[Referring expression pointing data]
========================

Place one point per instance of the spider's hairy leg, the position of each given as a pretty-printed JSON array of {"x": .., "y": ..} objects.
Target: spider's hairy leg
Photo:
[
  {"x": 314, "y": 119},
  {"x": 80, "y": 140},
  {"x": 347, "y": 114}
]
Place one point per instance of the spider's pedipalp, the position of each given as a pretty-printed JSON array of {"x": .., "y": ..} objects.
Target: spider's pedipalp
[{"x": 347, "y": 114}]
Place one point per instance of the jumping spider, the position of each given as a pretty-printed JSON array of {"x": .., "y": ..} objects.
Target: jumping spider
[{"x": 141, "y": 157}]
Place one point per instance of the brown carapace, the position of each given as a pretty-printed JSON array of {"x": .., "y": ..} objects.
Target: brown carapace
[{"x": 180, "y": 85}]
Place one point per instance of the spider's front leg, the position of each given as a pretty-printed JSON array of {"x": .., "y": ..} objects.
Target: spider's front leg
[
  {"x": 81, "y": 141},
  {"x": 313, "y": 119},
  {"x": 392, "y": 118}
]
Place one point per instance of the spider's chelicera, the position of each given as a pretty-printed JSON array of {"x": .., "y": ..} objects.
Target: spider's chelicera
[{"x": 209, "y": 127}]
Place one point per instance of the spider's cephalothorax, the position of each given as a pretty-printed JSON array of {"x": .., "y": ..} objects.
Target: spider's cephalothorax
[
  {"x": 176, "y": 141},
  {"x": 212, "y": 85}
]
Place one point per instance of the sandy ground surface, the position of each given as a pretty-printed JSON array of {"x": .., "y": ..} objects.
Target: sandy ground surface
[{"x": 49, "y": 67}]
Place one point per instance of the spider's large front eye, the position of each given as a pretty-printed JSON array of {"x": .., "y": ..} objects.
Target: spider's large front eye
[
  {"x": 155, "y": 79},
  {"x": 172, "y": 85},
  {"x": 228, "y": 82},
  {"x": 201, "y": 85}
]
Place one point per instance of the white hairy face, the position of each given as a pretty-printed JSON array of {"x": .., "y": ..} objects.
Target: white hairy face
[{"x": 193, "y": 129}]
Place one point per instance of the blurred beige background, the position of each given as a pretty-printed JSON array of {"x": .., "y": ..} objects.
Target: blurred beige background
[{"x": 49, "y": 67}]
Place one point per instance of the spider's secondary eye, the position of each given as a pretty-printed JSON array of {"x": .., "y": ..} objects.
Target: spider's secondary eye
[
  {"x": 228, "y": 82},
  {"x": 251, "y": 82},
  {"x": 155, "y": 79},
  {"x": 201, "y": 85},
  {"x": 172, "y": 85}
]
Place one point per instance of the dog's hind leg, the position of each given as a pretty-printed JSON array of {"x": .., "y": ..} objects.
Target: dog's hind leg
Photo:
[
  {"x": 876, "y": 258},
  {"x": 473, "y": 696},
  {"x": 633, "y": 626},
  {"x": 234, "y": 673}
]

========================

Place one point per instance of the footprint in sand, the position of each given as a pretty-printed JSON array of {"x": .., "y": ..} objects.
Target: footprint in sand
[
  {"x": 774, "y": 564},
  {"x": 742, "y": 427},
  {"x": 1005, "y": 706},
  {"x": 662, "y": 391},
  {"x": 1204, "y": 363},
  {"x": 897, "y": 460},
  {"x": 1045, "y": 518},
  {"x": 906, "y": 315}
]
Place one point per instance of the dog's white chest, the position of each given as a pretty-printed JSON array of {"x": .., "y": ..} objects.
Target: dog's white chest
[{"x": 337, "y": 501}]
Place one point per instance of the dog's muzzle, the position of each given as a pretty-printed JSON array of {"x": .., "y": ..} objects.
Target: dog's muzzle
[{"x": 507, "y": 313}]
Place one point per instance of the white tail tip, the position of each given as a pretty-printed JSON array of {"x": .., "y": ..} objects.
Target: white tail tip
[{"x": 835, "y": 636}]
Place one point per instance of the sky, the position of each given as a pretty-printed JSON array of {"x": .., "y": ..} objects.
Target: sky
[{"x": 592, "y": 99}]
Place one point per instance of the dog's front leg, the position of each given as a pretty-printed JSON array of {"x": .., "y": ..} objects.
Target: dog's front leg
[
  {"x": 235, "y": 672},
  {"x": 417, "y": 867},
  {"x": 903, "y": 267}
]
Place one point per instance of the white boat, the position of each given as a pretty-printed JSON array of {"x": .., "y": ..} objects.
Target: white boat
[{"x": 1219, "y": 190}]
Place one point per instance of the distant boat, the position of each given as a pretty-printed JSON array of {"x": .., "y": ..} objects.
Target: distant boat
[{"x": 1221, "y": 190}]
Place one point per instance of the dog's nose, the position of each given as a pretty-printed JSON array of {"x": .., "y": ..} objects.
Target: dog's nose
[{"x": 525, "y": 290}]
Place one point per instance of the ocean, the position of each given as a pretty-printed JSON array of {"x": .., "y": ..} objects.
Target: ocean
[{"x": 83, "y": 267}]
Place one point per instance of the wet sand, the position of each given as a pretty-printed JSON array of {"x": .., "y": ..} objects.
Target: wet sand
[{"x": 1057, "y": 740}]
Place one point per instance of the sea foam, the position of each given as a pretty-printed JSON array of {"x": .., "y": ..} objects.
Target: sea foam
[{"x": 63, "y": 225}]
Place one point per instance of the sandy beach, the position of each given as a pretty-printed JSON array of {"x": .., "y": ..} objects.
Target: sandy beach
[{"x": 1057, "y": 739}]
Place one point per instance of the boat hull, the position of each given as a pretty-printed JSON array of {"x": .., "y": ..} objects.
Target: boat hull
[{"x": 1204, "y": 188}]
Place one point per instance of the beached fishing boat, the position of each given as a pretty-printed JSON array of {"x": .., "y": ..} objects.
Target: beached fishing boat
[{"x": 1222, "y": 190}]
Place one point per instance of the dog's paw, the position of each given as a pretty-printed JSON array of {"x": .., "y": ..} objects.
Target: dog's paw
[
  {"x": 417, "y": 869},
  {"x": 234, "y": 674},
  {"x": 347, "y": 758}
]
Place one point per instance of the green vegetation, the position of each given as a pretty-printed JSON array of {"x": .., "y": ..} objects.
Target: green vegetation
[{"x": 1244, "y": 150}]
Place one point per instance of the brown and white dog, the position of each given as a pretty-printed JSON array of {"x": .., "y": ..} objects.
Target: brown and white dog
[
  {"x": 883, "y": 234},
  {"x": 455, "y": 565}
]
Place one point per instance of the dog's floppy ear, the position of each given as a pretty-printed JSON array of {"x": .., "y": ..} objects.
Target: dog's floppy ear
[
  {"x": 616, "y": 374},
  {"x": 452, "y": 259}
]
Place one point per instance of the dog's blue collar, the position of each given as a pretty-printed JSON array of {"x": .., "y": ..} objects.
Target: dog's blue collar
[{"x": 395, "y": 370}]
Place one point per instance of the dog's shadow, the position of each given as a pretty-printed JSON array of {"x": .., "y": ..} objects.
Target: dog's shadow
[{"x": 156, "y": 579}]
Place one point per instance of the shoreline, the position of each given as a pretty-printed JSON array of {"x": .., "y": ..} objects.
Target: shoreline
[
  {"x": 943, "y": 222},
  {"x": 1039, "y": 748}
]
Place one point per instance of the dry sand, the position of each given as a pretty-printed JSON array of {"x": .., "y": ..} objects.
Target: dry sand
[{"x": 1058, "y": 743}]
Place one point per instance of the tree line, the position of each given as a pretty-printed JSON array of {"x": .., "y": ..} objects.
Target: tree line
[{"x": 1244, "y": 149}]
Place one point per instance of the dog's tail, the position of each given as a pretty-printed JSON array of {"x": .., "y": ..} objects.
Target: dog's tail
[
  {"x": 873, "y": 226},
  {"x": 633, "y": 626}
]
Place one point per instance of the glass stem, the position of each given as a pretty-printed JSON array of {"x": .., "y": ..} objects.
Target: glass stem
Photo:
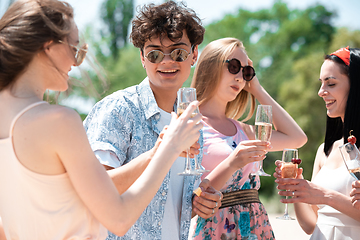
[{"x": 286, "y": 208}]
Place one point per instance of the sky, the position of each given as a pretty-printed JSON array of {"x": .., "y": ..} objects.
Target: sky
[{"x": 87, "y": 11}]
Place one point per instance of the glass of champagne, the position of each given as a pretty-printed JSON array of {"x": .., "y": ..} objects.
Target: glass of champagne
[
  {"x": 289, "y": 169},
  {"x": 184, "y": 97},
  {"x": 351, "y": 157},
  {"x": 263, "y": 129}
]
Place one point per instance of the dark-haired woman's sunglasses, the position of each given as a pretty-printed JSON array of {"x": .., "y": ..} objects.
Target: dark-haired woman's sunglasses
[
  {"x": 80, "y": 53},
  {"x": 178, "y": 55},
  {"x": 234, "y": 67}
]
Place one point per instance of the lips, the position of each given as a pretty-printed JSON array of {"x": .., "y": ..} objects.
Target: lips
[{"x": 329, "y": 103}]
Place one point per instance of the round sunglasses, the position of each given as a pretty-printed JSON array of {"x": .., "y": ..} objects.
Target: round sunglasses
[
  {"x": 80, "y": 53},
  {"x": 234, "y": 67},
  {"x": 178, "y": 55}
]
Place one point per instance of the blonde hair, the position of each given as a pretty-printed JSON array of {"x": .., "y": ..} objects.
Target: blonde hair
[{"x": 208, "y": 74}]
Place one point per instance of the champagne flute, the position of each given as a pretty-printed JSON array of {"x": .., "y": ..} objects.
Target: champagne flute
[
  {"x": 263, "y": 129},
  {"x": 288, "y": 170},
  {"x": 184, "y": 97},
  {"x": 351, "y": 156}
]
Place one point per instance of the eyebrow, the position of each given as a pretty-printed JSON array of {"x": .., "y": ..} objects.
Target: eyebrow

========================

#### ACTION ITEM:
Return only the lines between the one holding "Place one point per instance of the spider's hairy" and the one holding "Place one point per instance of the spider's pedipalp, the", inclusive, exactly as they appear above.

#### OUTPUT FOR THIS TASK:
Place one point per instance of the spider's hairy leg, the position of each given as a pretty-printed JSON array of {"x": .., "y": ..} objects.
Target: spider's hairy leg
Photo:
[
  {"x": 314, "y": 119},
  {"x": 80, "y": 140},
  {"x": 347, "y": 114}
]
Place one point per instance of the spider's pedipalp, the position of each given as a pretty-printed JSON array of {"x": .., "y": ..} objects.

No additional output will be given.